== Stated problem ==
Find "# segment the red flag" in the material below, then copy that line and every subsequent line to the end, exactly.

[Begin Data section]

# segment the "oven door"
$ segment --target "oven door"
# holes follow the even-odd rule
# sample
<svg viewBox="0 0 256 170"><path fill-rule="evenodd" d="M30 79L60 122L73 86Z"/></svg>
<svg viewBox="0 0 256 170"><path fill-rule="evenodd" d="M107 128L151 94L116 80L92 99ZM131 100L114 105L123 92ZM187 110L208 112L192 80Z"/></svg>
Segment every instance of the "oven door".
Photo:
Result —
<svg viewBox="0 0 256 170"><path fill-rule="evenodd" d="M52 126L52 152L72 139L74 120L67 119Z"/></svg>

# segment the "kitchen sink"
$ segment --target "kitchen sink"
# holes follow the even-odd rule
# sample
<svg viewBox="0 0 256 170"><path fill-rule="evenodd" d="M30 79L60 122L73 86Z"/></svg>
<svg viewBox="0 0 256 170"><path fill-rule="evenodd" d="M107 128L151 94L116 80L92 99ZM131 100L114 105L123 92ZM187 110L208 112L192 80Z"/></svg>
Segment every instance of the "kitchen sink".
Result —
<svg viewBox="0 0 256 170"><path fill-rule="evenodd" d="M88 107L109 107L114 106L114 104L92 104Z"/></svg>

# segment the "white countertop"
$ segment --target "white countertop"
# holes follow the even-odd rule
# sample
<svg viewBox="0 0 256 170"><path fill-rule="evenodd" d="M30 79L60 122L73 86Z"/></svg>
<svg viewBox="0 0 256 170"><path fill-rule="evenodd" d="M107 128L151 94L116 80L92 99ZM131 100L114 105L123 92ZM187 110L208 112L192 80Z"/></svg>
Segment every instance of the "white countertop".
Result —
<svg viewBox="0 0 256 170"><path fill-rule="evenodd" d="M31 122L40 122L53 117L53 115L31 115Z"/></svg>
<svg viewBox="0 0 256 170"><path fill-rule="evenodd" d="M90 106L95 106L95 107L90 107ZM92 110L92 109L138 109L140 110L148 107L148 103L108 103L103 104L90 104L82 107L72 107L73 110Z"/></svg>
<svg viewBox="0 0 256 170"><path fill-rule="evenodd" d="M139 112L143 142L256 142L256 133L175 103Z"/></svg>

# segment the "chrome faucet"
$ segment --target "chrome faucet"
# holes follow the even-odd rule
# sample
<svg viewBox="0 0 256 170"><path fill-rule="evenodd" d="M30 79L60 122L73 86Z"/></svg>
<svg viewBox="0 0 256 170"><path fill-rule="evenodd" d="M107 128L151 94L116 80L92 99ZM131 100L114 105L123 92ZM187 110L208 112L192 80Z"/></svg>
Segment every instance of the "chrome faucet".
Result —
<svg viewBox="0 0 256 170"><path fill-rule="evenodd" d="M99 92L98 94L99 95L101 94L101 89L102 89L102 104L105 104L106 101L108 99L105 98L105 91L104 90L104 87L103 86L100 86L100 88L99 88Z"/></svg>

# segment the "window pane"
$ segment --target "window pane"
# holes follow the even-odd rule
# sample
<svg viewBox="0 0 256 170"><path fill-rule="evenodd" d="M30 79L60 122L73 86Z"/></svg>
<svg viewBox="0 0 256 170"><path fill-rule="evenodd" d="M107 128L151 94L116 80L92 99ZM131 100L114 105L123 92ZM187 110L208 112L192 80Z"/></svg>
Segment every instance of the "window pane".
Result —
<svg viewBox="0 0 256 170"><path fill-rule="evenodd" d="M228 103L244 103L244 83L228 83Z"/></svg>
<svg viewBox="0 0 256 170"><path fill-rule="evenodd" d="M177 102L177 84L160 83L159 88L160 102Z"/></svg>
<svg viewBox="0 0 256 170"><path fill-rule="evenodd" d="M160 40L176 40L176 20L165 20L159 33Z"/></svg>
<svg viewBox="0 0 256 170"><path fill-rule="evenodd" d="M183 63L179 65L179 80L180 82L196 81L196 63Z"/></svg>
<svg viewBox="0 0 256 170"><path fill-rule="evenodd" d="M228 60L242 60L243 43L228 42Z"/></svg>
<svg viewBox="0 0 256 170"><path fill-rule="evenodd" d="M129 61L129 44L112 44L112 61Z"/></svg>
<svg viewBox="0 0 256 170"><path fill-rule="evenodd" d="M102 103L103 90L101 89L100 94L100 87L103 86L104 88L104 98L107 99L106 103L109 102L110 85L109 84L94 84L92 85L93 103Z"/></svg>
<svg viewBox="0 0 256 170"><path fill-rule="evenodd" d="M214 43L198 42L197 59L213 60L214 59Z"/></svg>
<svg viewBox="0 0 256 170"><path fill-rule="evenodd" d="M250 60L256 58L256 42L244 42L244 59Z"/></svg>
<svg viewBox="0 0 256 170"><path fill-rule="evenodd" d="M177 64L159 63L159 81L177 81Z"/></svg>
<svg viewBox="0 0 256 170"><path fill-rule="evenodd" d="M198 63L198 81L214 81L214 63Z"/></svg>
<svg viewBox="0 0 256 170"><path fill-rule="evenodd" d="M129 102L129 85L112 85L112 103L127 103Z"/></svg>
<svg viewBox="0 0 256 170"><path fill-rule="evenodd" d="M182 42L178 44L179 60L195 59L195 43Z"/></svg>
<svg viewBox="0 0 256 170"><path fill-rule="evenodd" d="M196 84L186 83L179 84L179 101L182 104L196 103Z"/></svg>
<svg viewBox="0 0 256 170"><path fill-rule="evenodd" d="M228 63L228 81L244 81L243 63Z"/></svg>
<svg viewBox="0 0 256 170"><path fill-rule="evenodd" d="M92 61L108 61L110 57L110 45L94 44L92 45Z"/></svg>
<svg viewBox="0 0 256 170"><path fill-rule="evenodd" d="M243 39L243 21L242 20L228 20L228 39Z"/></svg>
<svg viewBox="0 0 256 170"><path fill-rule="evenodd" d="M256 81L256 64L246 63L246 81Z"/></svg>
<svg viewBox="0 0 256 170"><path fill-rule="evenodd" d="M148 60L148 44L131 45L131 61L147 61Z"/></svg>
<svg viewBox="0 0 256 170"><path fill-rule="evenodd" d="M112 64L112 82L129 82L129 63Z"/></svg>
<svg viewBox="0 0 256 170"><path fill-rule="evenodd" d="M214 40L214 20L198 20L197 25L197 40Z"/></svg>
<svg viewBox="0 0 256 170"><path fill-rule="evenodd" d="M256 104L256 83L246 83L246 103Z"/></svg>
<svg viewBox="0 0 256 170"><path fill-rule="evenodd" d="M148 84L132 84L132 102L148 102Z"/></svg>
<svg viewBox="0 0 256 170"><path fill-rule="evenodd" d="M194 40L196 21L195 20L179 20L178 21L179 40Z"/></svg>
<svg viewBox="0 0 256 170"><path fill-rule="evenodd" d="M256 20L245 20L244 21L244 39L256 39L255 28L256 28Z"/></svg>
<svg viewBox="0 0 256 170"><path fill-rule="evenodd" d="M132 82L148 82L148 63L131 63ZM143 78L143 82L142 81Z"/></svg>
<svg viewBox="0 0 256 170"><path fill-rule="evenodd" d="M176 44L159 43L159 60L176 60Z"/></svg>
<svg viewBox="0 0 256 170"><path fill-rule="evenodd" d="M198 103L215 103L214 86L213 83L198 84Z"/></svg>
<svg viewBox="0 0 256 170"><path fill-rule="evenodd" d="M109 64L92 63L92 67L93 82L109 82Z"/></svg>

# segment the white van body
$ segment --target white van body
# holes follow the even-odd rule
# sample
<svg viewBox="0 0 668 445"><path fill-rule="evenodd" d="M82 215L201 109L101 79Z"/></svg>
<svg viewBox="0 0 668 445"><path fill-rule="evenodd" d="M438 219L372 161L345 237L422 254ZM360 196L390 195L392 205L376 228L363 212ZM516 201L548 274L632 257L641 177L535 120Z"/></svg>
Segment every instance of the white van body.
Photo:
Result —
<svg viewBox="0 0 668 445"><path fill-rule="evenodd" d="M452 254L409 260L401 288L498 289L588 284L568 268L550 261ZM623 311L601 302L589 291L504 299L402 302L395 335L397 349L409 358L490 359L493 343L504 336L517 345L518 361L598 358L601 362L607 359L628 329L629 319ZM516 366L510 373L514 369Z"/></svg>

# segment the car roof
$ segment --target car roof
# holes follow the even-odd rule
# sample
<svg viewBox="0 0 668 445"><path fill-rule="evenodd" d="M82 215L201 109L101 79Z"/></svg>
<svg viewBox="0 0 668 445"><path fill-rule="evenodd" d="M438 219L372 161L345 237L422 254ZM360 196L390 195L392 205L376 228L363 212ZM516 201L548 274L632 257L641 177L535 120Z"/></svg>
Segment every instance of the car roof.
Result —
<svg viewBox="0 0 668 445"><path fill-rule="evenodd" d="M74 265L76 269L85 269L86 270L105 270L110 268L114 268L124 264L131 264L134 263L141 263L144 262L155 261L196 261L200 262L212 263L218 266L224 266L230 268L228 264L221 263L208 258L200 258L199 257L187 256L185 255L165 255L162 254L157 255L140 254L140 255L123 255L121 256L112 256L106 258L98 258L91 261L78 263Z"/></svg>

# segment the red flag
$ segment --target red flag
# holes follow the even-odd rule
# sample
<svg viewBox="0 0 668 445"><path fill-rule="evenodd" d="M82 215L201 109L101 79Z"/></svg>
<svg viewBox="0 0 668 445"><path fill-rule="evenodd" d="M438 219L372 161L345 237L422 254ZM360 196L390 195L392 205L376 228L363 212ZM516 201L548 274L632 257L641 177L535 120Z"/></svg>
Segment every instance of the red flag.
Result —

[End Data section]

== Exercise output ==
# segment the red flag
$ segment --target red flag
# holes follow the even-odd rule
# sample
<svg viewBox="0 0 668 445"><path fill-rule="evenodd" d="M82 215L201 109L101 79Z"/></svg>
<svg viewBox="0 0 668 445"><path fill-rule="evenodd" d="M438 219L372 161L345 237L422 254ZM360 196L390 195L392 205L376 228L363 212ZM516 201L548 274L632 257L641 177L535 120Z"/></svg>
Segment every instance of the red flag.
Result —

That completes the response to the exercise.